# Directions for this task
Could you restate every line of the data word for word?

__________________________________________________

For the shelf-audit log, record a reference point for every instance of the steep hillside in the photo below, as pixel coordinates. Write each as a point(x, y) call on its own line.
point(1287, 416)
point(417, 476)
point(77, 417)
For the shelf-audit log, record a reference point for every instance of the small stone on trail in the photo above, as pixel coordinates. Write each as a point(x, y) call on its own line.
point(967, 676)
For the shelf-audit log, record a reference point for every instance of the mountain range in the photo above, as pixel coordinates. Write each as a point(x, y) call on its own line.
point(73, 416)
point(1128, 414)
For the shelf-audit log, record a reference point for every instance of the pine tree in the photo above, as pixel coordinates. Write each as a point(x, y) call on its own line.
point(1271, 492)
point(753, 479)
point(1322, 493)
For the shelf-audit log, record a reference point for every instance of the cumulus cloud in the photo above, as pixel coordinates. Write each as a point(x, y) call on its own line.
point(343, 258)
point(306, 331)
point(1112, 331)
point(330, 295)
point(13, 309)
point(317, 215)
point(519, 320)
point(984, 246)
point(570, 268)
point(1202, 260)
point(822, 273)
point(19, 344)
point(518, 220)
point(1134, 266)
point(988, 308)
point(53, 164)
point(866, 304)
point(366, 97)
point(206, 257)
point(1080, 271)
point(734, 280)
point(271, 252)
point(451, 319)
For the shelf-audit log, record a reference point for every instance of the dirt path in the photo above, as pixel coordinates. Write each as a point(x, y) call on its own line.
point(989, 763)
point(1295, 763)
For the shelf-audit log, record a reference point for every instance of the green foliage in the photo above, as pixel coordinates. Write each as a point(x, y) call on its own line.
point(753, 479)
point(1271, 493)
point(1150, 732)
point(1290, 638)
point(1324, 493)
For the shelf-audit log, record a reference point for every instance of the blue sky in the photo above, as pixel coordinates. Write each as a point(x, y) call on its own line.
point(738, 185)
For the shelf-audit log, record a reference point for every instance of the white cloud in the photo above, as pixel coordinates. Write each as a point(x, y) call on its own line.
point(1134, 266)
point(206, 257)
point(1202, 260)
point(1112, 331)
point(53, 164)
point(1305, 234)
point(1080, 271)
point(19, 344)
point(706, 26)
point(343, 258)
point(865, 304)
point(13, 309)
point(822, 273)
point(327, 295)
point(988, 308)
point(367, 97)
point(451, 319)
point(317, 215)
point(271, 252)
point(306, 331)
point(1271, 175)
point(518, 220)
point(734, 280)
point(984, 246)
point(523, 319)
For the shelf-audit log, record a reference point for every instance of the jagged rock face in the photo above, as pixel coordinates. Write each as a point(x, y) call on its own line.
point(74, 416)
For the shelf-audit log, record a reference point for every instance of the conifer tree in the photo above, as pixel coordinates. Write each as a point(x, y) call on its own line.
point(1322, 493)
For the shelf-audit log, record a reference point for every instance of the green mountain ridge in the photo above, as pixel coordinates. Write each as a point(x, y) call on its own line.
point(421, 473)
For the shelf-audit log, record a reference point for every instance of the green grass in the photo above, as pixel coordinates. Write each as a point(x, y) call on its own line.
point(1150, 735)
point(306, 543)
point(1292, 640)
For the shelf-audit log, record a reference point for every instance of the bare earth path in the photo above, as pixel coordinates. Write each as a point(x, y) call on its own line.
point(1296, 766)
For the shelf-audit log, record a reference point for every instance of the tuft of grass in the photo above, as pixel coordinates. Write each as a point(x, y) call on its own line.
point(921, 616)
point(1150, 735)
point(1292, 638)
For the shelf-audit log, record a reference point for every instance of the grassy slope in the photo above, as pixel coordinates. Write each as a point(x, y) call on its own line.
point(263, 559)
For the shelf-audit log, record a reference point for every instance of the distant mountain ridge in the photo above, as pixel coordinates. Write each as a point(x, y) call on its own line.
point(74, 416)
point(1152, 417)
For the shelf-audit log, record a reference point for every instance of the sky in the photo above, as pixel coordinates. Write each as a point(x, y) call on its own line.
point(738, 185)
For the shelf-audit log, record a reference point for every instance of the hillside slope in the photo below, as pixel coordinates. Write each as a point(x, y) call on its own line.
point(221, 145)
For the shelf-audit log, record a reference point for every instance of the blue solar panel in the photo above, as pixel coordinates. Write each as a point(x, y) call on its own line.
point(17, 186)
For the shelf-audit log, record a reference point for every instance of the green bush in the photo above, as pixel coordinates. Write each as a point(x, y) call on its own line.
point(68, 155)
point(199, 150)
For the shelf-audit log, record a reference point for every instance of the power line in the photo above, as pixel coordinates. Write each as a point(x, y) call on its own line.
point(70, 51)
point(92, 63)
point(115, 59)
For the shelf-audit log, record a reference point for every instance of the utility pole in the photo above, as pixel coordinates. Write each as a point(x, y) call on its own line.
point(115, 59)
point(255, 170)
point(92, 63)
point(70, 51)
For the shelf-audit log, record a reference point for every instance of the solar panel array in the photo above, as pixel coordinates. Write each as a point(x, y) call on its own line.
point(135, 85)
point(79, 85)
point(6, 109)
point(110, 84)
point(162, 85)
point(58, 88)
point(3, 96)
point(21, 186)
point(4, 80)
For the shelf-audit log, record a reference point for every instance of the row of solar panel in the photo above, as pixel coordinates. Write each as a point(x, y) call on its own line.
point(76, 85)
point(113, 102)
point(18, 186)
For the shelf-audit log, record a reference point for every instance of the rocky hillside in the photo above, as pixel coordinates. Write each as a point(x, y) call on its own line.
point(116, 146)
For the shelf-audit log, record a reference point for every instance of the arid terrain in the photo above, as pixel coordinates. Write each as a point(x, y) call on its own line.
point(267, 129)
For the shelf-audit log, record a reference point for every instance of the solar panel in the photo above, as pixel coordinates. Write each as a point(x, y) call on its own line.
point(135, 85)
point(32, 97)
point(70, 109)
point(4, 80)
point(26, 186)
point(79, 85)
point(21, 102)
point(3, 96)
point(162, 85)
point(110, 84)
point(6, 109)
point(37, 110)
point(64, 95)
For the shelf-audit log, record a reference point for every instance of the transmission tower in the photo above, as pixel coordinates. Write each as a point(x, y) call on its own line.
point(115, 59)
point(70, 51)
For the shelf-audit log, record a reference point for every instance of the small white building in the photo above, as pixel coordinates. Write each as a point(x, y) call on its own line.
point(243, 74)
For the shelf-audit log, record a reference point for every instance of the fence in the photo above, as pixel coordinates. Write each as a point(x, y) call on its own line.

__________________________________________________

# Exercise answer
For the shelf-audit log, record a reference point for every instance of the steep hillside in the photo below, as pixel coordinates. Write each as a point(x, y) call on its own line.
point(1287, 416)
point(417, 476)
point(77, 417)
For the shelf-audit log, record a reference point for every instance of the small stone on trail in the photo above, as pixel coordinates. Write each as a point(x, y) call on its own line.
point(967, 676)
For the shelf-audit log, record a reference point for every instance of the mountain range in the photo above, as pixel coordinates. Write each as a point(x, y) call on its own line.
point(73, 416)
point(1128, 414)
For the shelf-audit log, record a reference point for every instance of the pine tree in the photo above, as pixel coordinates. Write each as a point(x, y) call on its own line.
point(1271, 492)
point(753, 479)
point(1322, 493)
For the shelf-audit log, record a reference point for every instance of the cumulus cloud in the photo above, as pixel coordinates. Write each as a point(x, y) call on its own line.
point(343, 258)
point(306, 331)
point(1112, 331)
point(330, 295)
point(13, 309)
point(317, 215)
point(519, 320)
point(984, 246)
point(570, 268)
point(1202, 260)
point(822, 273)
point(19, 344)
point(518, 220)
point(1134, 266)
point(988, 308)
point(53, 164)
point(866, 304)
point(366, 97)
point(206, 257)
point(1080, 271)
point(734, 280)
point(271, 252)
point(451, 319)
For the shelf-audit log, record a reference point for every instance of the dirt path in the photo above, as pixel coordinates. Write each as a point(x, y) call on its own line.
point(989, 763)
point(1295, 763)
For the shelf-audit log, record a reference point for every instance of the green foliage in the photo above, as pixel coordinates. Write each as a point(x, y) call on its own line.
point(753, 479)
point(1271, 493)
point(1150, 732)
point(1290, 638)
point(1324, 493)
For the shelf-audit log, record a reference point for every instance of the blue sky in the photo above, as pixel coordinates. Write each as a point(x, y) call on its own line.
point(738, 185)
For the shelf-audit log, record a reference point for every instance of the white cloud in the photo above, as pixel coordinates. Write each as a point(x, y) call on its own line.
point(1134, 266)
point(206, 257)
point(1202, 260)
point(1112, 331)
point(53, 164)
point(1305, 234)
point(1080, 271)
point(19, 344)
point(706, 26)
point(343, 258)
point(865, 304)
point(13, 309)
point(822, 273)
point(327, 295)
point(988, 308)
point(367, 97)
point(451, 319)
point(317, 215)
point(271, 252)
point(306, 331)
point(1271, 175)
point(518, 220)
point(734, 280)
point(984, 246)
point(523, 319)
For the shelf-audit log, record a reference point for every instance of the jagged rock face in the photo above, as pixel coordinates. Write each as a point(x, y) call on its own line.
point(74, 416)
For the shelf-audit log, record a reference point for every instance of the conifer tree in the photo above, as pixel coordinates. Write each as a point(x, y) call on its own line.
point(1322, 493)
For the shelf-audit log, record a reference point for every instance of the green mountain ridge in the photo above, as pixel coordinates. Write each as a point(x, y) call on its own line.
point(421, 473)
For the shelf-audit log, record a reference point for every instance of the green grass in the photo above, as pixel coordinates. Write each as a point(x, y) call on its own line.
point(1150, 735)
point(306, 543)
point(1292, 640)
For the shelf-audit log, record a reference point for every instance of the bare earth path in the photo above, as pixel coordinates. Write each as a point(x, y) call on its own line.
point(1296, 766)
For the shelf-audit log, record a reference point for every instance of the tuft of grass in the photo above, as pixel coordinates. Write each as a point(x, y) call on its own line.
point(921, 616)
point(1150, 735)
point(1292, 638)
For the shelf-audit log, record a reference point for every instance of the grassy slope in the photo above, as pixel coordinates. Write each as a point(x, y) call on its own line.
point(263, 559)
For the shelf-audit log, record a reference point for every instance of the distant mountain ridge in the photo above, as pixel coordinates. Write each as a point(x, y) call on its own line.
point(74, 416)
point(1152, 417)
For the shelf-audit log, record a reference point for every instance of the sky in the photo above, as pixel coordinates. Write each as a point(x, y) call on its own line.
point(738, 185)
For the shelf-audit log, record a reference point for every instance of the hillside slope in the photo below, as pixel coordinates. Write each as a point(x, y) call on its own line.
point(221, 145)
For the shelf-audit log, record a reference point for every instance of the blue solar panel in the photo above, as pixel coordinates. Write each as a point(x, y) call on its own line.
point(17, 186)
For the shelf-audit log, record a reference point for every instance of the green bush in the photo above, as pixel coordinates. Write each as a point(x, y) call on its own line.
point(68, 155)
point(199, 150)
For the shelf-audit log, record a reference point for every instance of the power line in the photo above, as pixel coordinates. Write each as a point(x, y) call on its own line.
point(70, 51)
point(92, 63)
point(115, 59)
For the shelf-audit log, record a reference point for every instance of the utility pole in the photo above, as pixel coordinates. Write each as a point(x, y) call on its own line.
point(115, 59)
point(255, 170)
point(92, 63)
point(70, 51)
For the shelf-audit log, record a reference point for every instance of the solar panel array in the photo above, as pixel coordinates. Write each as a point(x, y) call on its own line.
point(135, 85)
point(79, 85)
point(6, 109)
point(110, 84)
point(162, 85)
point(58, 88)
point(3, 96)
point(21, 186)
point(4, 80)
For the shelf-audit log, record a reference point for every instance of the row of solar panel in the photo above, as pixel coordinates. Write each as a point(x, y) call on its own line.
point(76, 85)
point(113, 102)
point(18, 186)
For the shelf-audit log, record a reference point for every instance of the rocky hillside in the photo above, as pixel coordinates. Write each as a point(x, y) call on its own line.
point(116, 146)
For the shelf-audit log, record a reference point for every instance of the arid terrain in the photo above, as pixel coordinates. Write each as a point(x, y) call on its own line.
point(267, 129)
For the shelf-audit log, record a reference point for every instance of the solar panel in the photo above, as pixel coordinates. Write each as a point(x, y) call on its own line.
point(135, 85)
point(32, 97)
point(70, 109)
point(4, 80)
point(26, 186)
point(79, 85)
point(21, 102)
point(3, 96)
point(162, 85)
point(110, 84)
point(6, 109)
point(37, 110)
point(64, 95)
For the shelf-audit log, record a reference point for every instance of the transmission tower in the photo above, as pixel coordinates. Write each as a point(x, y) call on its own line.
point(115, 59)
point(70, 51)
For the shelf-audit log, record a reference point for every instance of the small white building in the photo above, as pixel coordinates. Write each as a point(x, y) call on its own line.
point(243, 74)
For the shelf-audit log, record a reference point for every instance of the fence in the photo above, as pixel coordinates. Write each as a point(x, y) call on its own line.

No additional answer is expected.